Ausrichter:
Museum August Kestner, Hannover / Roemer- und Pelizaeus-Museum, Hildesheim

In Zusammenarbeit mit:
Egyptology – The Leiden University Institute for Area Studies (LIAS)

Getragen von:
Kunst- und Kulturstiftung Hannover

Zeit: 27. Juni (Anreise) bis 1. Juli 2018 (Abreise)

Johann Joachim Winckelmanns herausragende geistesgeschichtliche Bedeutung als Begründer der Klassischen Archäologie und Kunstgeschichte wird in den Jubiläumsjahren 2017 und 2018 im In- und Ausland mit einer Vielzahl von Ausstellungen (u. a. in Weimar, Berlin, Wörlitz, Stendal, Chiasso und Neapel), Tagungen sowie zahlreichen Publikationen (s. unten) begangen.

Die Tagung „Winckelmann and His Passionate Followers“ möchte den durch mehrere aktuelle Veröffentlichungen und die Ausstellung „Winckelmann – Das göttliche Geschlecht“ im Schwulen Museum in Berlin (2017) neu angestoßenen Diskurs um Winckelmanns von ihm selbst nie verhehlte Homosexualität nachspüren, indem sie diese als konstituierendes Element seiner Interpretation nicht nur antiker Kunst und Kultur aufgreift. Mit Winckelmann wurde (männliche) Schönheit zum Gegenstand der Wissenschaft. Über den biografischen Zugriff hinaus soll hinterfragt werden, inwieweit sich die Geistes- und Kulturwissenschaften unter Winckelmanns Einfluss für eine „queere“ Lesart der Antike öffneten und ein Bild idealer Männlichkeit generierten, das belehrend und begehrenswert zugleich war. Die Queer und Gender Studies bieten hier lohnende Ansätze. Zentrale These der Tagung ist, dass gerade die Archäologie einem international agierenden Netzwerk von Gelehrten und Sammler_innen neue Möglichkeiten eröffnete, einen gleichsam unter der Oberfläche wirksamen Diskurs abseits traditioneller Geschlechterrollen zu entfalten und die erotologische Praxis auf das Gebiet des Antikenstudiums auszuweiten. Im Mittelpunkt stehen die Erotik des Begehrens als Trieb des Forschens, des Sammelns und der künstlerischen bzw. literarischen Produktionen. Dabei sollen sowohl die Zeitgenossen Winckelmanns als auch seine „Passionate Followers“ bis in die Gegenwart behandelt werden, jene kulturelle Elite aus teilweise offen ihre gleichgeschlechtlichen Neigungen auslebenden Archäologen und Mäzene, Sammler_innen, Literaten und Künstler_innen, die in der Aneignung der (griechischen) Antike das Potenzial zu einem ästhetischen und gesellschaftlichen Neuanfang sahen.

┄┄┄┄┄┄┄┄┄┄

ZU BEARBEITENDE AUFGABEN:
a. Überarbeite den Abschnitt der Tagungsankündigung von „Johann Joachim Winckelmanns“ bis einschließlich „(s. unten) begangen.“, indem du „Jubiläumsjahren“ durch „Gedenkjahren“ ersetzt.
b. Von welcher Stiftung wird die Tagung laut der Tagungsankündigung getragen?
Verwende ausschließlich die Tagungsankündigung.

ANGEZEIGTE DATEN:
┄┄┄┄┄┄┄┄┄┄

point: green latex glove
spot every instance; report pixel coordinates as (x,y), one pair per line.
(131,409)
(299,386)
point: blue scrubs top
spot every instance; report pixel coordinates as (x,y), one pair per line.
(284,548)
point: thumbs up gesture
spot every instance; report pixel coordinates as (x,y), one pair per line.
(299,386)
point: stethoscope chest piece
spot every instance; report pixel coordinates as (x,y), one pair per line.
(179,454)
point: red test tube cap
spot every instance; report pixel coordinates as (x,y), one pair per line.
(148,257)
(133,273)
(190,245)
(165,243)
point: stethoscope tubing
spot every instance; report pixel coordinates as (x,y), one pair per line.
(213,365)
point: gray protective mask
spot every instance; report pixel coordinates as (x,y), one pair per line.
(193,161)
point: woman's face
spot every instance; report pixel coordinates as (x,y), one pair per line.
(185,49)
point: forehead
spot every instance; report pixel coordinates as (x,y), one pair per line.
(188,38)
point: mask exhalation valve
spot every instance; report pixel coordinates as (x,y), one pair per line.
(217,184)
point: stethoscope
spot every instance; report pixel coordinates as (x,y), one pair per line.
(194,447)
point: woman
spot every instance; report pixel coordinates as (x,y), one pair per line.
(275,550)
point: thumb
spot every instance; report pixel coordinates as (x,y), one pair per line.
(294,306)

┄┄┄┄┄┄┄┄┄┄

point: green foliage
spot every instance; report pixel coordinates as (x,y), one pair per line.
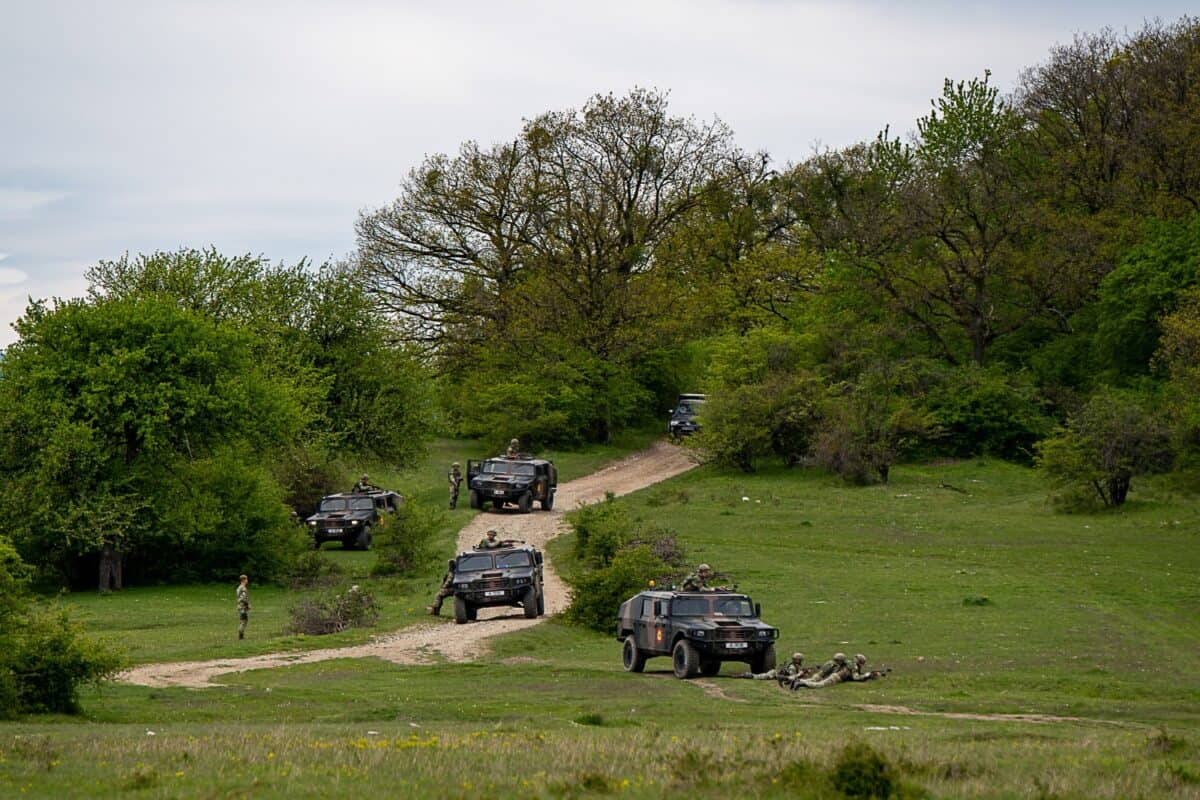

┄┄┄┄┄┄┄┄┄┄

LÖSUNGEN:
a.
Johann Joachim Winckelmanns herausragende geistesgeschichtliche Bedeutung als Begründer der Klassischen Archäologie und Kunstgeschichte wird in den Gedenkjahren 2017 und 2018 im In- und Ausland mit einer Vielzahl von Ausstellungen (u. a. in Weimar, Berlin, Wörlitz, Stendal, Chiasso und Neapel), Tagungen sowie zahlreichen Publikationen (s. unten) begangen.

b. Von der Kunst- und Kulturstiftung Hannover.